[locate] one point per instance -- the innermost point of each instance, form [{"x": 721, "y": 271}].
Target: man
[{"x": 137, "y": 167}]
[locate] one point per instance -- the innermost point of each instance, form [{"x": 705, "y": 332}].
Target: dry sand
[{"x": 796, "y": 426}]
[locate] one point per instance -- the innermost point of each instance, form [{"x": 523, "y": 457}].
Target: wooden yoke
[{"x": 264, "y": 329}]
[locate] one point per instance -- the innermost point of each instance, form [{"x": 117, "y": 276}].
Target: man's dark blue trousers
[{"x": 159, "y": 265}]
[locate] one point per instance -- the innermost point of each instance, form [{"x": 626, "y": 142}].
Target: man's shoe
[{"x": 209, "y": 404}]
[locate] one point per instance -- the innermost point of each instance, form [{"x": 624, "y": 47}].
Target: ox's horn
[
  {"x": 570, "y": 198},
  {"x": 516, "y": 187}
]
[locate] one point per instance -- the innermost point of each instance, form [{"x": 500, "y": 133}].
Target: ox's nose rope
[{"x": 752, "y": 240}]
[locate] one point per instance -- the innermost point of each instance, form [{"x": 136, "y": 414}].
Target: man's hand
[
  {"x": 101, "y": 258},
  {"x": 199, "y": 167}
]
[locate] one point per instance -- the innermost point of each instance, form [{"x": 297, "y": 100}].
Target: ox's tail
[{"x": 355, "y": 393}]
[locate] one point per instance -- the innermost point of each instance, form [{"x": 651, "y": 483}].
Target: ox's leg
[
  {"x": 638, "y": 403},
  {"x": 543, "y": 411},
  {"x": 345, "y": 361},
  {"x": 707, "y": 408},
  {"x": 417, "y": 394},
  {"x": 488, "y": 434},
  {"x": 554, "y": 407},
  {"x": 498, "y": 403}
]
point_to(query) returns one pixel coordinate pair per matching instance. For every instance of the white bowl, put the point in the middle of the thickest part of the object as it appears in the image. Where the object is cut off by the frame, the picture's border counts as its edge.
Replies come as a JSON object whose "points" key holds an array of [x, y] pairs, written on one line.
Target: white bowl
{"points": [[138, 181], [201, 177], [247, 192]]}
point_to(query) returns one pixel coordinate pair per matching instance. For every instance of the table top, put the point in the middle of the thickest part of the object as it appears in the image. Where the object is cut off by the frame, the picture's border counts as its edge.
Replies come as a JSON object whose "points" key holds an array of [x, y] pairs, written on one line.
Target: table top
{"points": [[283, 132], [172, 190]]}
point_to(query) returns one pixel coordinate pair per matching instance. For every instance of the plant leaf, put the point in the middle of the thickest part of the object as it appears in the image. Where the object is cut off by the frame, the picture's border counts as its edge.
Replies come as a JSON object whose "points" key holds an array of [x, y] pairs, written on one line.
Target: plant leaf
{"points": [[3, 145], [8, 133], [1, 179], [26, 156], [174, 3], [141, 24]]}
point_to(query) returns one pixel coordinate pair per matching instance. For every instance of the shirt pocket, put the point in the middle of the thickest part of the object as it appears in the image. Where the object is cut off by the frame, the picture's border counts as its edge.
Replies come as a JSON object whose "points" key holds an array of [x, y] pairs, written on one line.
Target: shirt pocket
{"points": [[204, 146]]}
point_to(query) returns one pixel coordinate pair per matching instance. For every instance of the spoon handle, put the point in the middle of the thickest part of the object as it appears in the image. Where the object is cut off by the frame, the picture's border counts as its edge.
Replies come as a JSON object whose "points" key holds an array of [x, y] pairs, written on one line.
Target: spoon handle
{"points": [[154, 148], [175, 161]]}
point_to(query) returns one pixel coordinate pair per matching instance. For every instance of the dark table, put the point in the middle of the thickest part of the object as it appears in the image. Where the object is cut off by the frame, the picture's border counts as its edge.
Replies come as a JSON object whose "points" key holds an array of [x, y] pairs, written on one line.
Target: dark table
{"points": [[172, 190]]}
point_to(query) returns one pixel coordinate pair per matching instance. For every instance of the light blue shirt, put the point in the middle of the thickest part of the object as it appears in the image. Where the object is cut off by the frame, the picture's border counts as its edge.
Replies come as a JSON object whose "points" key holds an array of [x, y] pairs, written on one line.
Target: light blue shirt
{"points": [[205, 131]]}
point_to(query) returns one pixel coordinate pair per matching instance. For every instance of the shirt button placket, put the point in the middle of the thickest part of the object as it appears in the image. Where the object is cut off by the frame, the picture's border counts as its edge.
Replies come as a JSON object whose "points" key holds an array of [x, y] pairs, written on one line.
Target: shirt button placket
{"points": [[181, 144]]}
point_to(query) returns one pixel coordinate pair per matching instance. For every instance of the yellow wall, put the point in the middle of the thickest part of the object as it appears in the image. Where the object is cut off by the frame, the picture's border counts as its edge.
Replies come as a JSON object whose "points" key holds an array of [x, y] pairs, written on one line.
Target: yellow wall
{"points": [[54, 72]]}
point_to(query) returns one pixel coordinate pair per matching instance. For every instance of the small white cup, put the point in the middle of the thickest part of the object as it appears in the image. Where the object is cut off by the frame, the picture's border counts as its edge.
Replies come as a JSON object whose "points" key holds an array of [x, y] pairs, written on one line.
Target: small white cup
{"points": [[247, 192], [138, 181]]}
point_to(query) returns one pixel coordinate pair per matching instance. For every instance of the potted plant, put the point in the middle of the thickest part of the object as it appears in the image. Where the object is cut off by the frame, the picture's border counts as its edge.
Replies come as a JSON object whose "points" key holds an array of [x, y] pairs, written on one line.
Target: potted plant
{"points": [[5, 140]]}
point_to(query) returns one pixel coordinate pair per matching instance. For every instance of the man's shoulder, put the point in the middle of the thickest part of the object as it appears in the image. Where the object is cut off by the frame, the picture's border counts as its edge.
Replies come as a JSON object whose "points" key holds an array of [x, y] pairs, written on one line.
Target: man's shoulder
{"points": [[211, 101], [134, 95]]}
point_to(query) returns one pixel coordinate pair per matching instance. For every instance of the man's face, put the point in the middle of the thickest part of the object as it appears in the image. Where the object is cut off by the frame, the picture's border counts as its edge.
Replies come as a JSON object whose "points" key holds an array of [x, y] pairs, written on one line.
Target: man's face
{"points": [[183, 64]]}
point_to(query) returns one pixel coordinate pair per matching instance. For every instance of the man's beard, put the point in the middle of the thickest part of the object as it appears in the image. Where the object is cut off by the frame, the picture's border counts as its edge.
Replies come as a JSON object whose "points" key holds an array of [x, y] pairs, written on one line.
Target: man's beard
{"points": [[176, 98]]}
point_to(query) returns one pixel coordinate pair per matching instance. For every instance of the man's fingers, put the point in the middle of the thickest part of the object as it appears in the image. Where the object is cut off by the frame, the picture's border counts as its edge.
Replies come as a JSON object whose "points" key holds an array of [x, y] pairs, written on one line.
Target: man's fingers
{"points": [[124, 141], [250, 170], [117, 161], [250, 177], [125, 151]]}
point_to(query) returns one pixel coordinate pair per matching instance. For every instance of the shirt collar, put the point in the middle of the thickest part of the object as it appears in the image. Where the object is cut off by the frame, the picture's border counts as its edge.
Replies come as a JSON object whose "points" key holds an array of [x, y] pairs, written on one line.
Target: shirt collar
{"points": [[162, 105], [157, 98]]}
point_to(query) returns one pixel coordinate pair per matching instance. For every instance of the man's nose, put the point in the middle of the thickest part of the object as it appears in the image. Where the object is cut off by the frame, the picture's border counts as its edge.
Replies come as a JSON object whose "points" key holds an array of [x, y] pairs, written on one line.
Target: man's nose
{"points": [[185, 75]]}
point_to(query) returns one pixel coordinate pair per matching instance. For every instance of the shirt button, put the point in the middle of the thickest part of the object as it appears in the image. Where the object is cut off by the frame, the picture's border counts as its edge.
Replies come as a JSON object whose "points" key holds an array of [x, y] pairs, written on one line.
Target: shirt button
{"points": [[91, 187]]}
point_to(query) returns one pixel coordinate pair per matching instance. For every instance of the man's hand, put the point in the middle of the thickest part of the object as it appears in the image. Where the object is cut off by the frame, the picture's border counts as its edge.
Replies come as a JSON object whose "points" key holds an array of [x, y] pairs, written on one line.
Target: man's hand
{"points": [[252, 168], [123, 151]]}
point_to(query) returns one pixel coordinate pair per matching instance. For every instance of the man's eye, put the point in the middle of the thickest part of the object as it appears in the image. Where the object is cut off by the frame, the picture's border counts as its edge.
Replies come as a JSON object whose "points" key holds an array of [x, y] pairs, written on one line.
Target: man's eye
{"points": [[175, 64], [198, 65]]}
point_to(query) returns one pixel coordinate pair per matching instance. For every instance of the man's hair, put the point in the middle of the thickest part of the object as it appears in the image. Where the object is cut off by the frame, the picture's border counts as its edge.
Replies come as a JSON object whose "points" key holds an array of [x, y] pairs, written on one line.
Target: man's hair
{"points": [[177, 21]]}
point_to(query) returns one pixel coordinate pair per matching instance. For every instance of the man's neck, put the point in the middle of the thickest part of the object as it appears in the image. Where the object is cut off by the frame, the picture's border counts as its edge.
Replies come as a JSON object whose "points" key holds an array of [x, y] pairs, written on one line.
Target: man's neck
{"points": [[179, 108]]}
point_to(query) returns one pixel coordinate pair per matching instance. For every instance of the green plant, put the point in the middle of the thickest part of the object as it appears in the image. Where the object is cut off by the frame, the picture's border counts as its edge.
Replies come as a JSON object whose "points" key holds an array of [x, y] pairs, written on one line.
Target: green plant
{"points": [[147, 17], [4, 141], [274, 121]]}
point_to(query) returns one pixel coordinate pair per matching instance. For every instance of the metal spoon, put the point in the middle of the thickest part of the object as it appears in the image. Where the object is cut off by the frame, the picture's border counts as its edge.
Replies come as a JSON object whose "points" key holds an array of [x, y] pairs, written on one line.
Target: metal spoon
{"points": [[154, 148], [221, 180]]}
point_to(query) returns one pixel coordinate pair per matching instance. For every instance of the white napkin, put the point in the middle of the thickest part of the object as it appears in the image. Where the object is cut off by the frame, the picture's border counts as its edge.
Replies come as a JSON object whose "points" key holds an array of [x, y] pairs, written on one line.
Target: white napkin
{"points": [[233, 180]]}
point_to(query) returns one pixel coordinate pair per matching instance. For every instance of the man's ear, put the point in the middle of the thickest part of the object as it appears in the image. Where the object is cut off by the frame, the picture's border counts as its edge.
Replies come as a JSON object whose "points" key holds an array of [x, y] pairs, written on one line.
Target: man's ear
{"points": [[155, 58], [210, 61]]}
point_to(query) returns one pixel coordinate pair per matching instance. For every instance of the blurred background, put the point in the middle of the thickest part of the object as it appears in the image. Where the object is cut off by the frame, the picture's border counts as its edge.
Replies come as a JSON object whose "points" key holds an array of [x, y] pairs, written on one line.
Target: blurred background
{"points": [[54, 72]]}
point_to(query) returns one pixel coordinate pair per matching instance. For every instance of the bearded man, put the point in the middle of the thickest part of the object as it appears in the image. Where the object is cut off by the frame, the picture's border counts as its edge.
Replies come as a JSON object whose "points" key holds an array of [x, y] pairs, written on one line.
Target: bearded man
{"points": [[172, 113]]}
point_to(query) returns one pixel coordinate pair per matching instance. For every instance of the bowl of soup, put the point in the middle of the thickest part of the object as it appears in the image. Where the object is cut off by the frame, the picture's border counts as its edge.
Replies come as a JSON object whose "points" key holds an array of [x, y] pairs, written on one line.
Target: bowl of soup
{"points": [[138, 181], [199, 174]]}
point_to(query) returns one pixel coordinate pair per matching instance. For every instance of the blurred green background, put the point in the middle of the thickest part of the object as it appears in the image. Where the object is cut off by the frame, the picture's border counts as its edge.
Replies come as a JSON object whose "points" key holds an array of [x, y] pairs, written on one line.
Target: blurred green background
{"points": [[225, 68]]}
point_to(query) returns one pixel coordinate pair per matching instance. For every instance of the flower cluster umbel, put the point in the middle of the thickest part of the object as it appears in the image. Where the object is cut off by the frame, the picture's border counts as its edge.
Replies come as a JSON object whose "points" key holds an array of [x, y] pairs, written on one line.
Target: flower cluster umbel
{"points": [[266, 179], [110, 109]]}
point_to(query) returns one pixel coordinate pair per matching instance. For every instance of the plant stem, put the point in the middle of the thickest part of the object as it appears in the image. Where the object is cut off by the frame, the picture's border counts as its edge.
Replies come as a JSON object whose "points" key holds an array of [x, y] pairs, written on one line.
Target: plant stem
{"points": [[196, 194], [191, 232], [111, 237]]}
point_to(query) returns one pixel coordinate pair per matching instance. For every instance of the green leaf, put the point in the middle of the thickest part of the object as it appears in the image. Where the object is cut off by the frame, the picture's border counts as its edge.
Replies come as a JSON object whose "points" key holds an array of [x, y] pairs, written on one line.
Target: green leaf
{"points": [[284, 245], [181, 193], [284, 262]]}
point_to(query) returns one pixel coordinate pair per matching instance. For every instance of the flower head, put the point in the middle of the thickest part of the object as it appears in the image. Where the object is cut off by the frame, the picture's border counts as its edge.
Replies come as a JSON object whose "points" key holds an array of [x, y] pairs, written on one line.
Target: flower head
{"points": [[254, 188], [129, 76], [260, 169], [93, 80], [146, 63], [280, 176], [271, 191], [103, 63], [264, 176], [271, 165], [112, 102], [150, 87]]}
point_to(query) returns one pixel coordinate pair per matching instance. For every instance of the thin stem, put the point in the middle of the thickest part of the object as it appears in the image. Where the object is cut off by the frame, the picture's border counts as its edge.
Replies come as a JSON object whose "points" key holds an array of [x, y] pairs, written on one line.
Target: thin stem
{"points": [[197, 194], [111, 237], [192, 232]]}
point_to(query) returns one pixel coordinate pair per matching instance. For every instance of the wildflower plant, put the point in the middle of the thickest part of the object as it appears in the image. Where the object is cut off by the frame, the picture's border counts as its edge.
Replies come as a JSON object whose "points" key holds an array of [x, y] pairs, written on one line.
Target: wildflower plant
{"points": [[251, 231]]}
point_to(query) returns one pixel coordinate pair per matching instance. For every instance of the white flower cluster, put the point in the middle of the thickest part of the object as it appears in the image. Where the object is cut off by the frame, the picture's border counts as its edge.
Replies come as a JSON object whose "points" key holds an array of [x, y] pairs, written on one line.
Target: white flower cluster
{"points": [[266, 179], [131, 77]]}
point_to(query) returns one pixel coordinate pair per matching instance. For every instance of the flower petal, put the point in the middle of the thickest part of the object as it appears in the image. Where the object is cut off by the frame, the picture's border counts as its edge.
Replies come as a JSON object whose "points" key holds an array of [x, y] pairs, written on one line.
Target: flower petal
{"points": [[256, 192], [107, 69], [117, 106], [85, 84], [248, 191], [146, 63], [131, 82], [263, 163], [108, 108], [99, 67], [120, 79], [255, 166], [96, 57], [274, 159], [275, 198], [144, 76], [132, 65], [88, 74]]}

## TASK DESCRIPTION:
Nothing but a number should be returned: the count of lines in the listing that contain the string "innermost".

## TASK SOLUTION:
10